Excerpted text:
(begin)

From: Ning Zhang <ningzhang@linux.alibaba.com>
To: "Alex Zhu (Kernel)" <alexlzhu@meta.com>, Yu Zhao <yuzhao@google.com>
Cc: "linux-mm@kvack.org" <linux-mm@kvack.org>,
Kernel Team <Kernel-team@fb.com>,
Matthew Wilcox <willy@infradead.org>,
Rik van Riel <riel@surriel.com>,
Johannes Weiner <hannes@cmpxchg.org>
Subject: Re: [PATCH v4 2/3] mm: changes to split_huge_page() to free zero filled tail pages
Date: Tue, 25 Oct 2022 14:21:18 +0800 [thread overview]
Message-ID: <351a87a2-3bb1-f66b-af95-34ec15a9af54@linux.alibaba.com> (raw)

(end)

Data lines:
(begin)

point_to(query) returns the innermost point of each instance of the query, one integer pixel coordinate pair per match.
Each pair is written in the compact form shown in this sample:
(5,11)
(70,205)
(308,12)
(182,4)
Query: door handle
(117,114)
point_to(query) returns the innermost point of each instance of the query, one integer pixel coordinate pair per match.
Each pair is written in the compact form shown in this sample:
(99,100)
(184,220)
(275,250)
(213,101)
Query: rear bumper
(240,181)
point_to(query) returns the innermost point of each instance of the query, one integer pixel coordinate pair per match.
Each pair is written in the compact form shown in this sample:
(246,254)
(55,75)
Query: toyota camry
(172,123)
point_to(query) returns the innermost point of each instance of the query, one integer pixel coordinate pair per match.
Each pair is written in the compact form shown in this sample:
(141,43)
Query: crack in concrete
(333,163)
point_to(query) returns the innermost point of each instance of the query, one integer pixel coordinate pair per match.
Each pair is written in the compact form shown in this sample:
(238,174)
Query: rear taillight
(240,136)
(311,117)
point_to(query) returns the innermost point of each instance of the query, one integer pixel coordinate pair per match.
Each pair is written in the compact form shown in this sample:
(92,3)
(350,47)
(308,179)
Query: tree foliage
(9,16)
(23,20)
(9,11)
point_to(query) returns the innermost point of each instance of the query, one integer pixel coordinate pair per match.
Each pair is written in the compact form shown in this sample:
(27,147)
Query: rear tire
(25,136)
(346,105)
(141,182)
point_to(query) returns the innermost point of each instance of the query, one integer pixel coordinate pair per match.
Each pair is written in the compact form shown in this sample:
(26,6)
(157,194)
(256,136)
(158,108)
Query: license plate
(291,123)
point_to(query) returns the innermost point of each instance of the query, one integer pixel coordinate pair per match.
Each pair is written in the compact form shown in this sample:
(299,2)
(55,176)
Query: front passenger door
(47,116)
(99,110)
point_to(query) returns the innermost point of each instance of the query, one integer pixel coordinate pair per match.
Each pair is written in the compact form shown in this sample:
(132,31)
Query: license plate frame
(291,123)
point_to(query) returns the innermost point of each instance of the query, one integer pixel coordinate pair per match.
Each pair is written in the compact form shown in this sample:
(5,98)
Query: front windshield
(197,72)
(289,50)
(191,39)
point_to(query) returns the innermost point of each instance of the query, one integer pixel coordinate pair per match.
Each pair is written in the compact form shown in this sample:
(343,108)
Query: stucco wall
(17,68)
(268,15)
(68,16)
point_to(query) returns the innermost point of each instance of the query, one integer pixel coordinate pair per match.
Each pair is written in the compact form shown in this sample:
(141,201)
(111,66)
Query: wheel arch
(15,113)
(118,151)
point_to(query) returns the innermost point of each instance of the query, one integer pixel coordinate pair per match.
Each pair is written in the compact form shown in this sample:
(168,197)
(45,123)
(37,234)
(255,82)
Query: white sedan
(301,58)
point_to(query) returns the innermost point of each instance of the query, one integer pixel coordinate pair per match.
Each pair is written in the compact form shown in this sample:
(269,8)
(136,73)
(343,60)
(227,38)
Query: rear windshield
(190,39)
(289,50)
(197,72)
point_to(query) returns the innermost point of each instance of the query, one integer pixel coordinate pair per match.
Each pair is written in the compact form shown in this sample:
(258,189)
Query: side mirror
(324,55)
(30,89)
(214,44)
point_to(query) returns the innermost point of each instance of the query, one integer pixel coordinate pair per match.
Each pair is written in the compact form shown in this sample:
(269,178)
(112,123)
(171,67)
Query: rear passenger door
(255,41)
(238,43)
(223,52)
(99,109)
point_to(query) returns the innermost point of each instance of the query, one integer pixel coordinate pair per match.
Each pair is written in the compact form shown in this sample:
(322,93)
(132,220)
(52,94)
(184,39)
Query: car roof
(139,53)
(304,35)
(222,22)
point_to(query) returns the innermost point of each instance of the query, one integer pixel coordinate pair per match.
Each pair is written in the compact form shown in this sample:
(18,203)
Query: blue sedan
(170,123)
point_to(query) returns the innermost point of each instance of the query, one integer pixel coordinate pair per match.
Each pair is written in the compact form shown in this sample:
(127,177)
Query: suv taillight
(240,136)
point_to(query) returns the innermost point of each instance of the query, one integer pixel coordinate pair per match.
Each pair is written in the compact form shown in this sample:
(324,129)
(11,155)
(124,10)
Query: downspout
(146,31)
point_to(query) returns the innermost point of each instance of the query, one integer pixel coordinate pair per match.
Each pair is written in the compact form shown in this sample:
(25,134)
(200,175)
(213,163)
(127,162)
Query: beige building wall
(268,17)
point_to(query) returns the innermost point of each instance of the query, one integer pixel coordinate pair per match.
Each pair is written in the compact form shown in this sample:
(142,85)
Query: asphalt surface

(end)

Answer these about the mailing-list header above:
1. Who sent the message?
2. On what date was it sent?
3. According to the subject, which function does the patch change?

1. Ning Zhang (ningzhang@linux.alibaba.com)
2. Tuesday, 25 October 2022
3. split_huge_page()